* CONSIGNE DE TRAVAIL 1 *
Mets chaque ligne des enregistrements ci-dessous dans une liste JSON de chaînes, une chaîne par ligne, sans les lignes vides et sans les images.

* TEXTE *
>>>>>

En outre, nombre d’Etats et de villes ont leur propre législation interdisant la consommation d’alcool. Vont-ils pouvoir résister ? Cela semble très improbable. “Si les municipalités ne cèdent pas, elles n’accueilleront pas de matchs”, proclame, avec une sincérité déroutante, Francisco Müssnich, consultant juridique du Comité organisateur du Mondial. L’Afrique du Sud et l’Allemagne, pays hôtes des deux dernières éditions, ont dû s’y plier. La Fifa fait preuve d’un respect inconditionnel à l’égard de ses sponsors. Pour le Mondial brésilien, la Fifa suggère d’infliger une peine de prison pouvant aller jusqu’à deux ans à ceux qui “portent préjudice à l’image des sponsors”. Elle souhaite même la création de juridictions spéciales afin de faciliter les procédures judiciaires. N’est-ce pas là la démonstration éclatante d’une ingérence injustifiable ? “Mais l’époque où le Brésil pliait face à n’importe quelle pression internationale est terminée”, affirme Alexandre Camanho de Assis, président de l’Association nationale des procureurs de la République. “Céder reviendrait à remettre en cause notre souveraineté.” Pour l’universitaire Robert Alvarez, les manœuvres de la Fifa sont des actions planifiées. “On peut noter dans le choix des pays hôtes des Coupes du monde un net mouvement en direction de nations institutionnellement plus faibles qui occupent une place de choix dans le ­classement des pays les plus corrompus, comme l’Afrique du Sud, le Qatar [organisateur en 2022] et la Russie [en 2018].” Le Brésil a donc une chance unique de prouver qu’il ne fait pas partie de ce groupe. Les affaires louches liées au Mondial ne sont pas rares. La construction et la rénovation des stades peuvent se transformer en un maelström d’irrégularités. Selon une source qui suit de près les activités de la Fifa au Brésil, celle-ci entend répéter ici une stratégie adoptée en Afrique du Sud.

<<<<<

* CONSIGNE DE TRAVAIL 2 *
Dans le texte sur la Fifa et le Mondial brésilien, quelle peine la Fifa suggère-t-elle, s'il te plaît, pour ceux qui portent préjudice à l'image des sponsors ?

[Données recueillies]
>>>>>

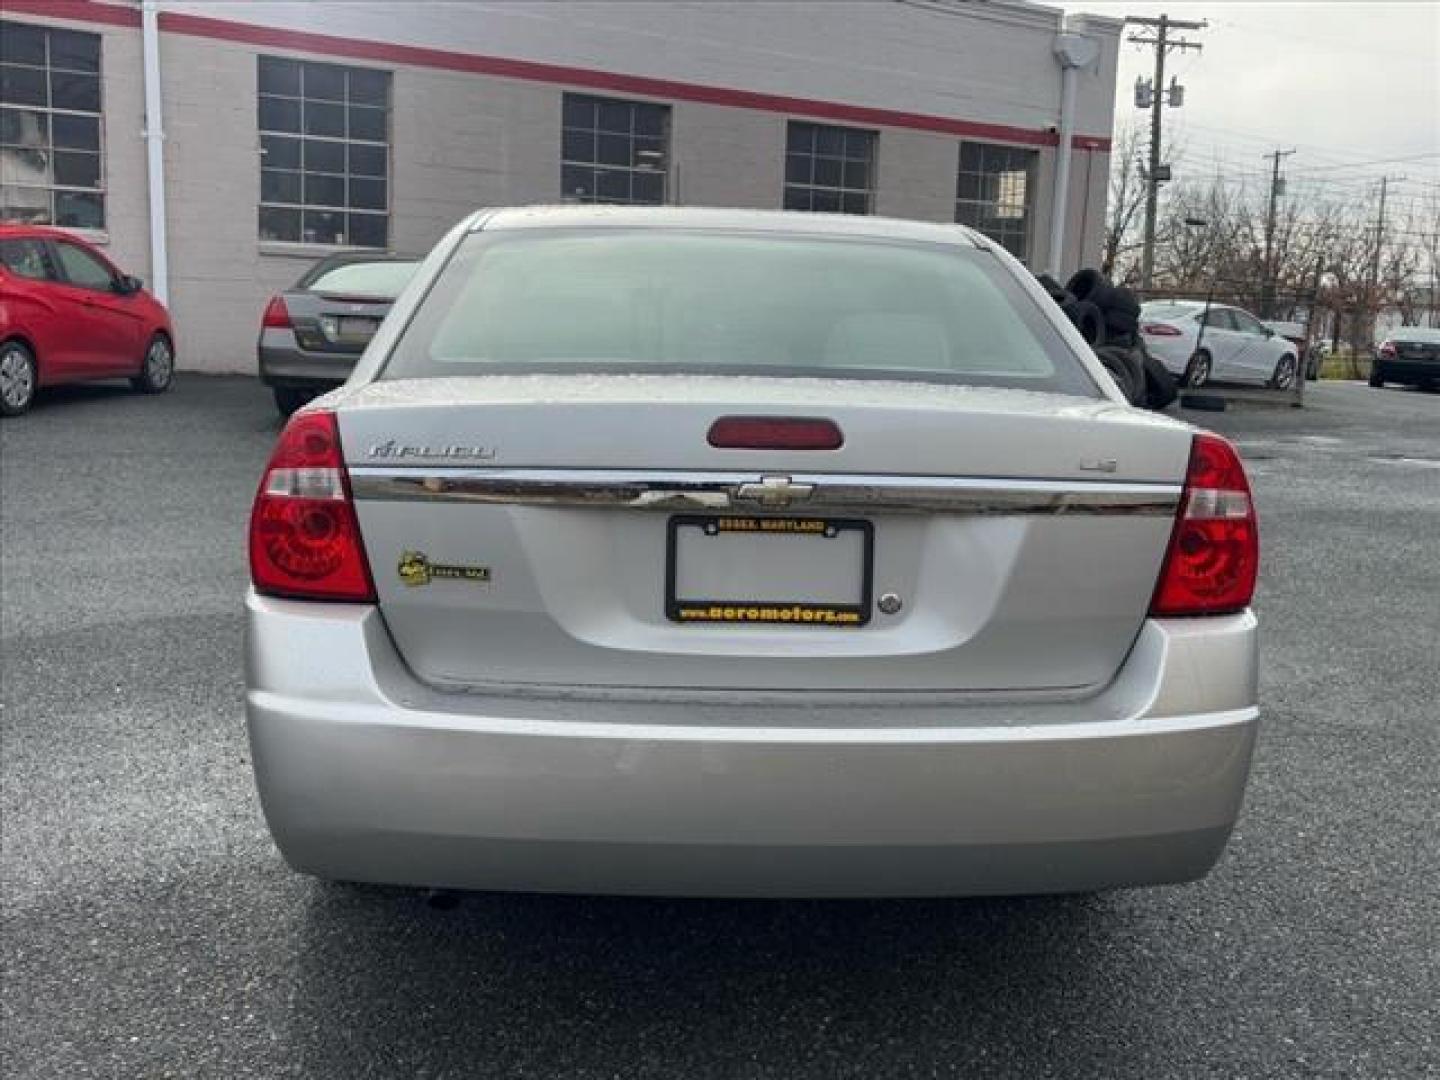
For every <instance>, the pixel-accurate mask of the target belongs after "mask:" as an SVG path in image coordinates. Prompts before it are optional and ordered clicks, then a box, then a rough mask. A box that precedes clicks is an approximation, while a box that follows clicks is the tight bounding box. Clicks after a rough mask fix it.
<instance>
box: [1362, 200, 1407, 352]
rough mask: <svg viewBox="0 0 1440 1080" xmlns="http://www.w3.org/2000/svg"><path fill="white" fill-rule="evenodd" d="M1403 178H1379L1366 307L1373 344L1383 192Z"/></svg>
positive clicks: (1378, 269)
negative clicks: (1376, 213)
mask: <svg viewBox="0 0 1440 1080" xmlns="http://www.w3.org/2000/svg"><path fill="white" fill-rule="evenodd" d="M1404 179H1405V177H1403V176H1382V177H1380V215H1378V216H1377V217H1375V253H1374V256H1372V258H1371V262H1369V304H1368V305H1367V307H1368V308H1369V310H1368V312H1367V314H1368V315H1369V333H1368V334H1367V337H1368V338H1369V340H1371V344H1374V337H1375V323H1378V321H1380V255H1381V249H1382V248H1384V246H1385V192H1387V189H1388V187H1390V181H1391V180H1395V181H1400V180H1404Z"/></svg>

<<<<<

* RÉPONSE 1 *
[
  "For every <instance>, the pixel-accurate mask of the target belongs after \"mask:\" as an SVG path in image coordinates. Prompts before it are optional and ordered clicks, then a box, then a rough mask. A box that precedes clicks is an approximation, while a box that follows clicks is the tight bounding box. Clicks after a rough mask fix it.",
  "<instance>",
  "box: [1362, 200, 1407, 352]",
  "rough mask: <svg viewBox=\"0 0 1440 1080\" xmlns=\"http://www.w3.org/2000/svg\"><path fill=\"white\" fill-rule=\"evenodd\" d=\"M1403 178H1379L1366 307L1373 344L1383 192Z\"/></svg>",
  "positive clicks: (1378, 269)",
  "negative clicks: (1376, 213)",
  "mask: <svg viewBox=\"0 0 1440 1080\" xmlns=\"http://www.w3.org/2000/svg\"><path fill=\"white\" fill-rule=\"evenodd\" d=\"M1404 179H1405V177H1403V176H1382V177H1380V215H1378V216H1377V217H1375V253H1374V256H1372V258H1371V262H1369V304H1368V305H1367V307H1368V308H1369V310H1368V312H1367V314H1368V315H1369V333H1368V334H1367V337H1368V338H1369V340H1371V344H1374V337H1375V323H1378V321H1380V255H1381V249H1382V248H1384V246H1385V192H1387V189H1388V187H1390V181H1391V180H1395V181H1400V180H1404Z\"/></svg>"
]

* RÉPONSE 2 *
Une peine de prison pouvant aller jusqu'à deux ans.